Data supplied

+++

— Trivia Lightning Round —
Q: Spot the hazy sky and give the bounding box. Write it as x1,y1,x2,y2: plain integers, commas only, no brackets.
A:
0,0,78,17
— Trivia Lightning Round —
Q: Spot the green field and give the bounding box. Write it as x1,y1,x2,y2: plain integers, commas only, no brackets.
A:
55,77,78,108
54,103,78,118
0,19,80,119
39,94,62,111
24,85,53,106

+++

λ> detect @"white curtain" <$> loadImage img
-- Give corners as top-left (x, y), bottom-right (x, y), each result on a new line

+++

What the exercise asks
Swap "corners" for "vertices" in the lines from the line with "<$> loadImage img" to the line with "-- Give corners", and reproduce those lines with all else unchanged.

Written solution
λ> detect @"white curtain" <$> loadImage img
-- Give vertices as top-left (x, y), bottom-right (x, y), each result on a new line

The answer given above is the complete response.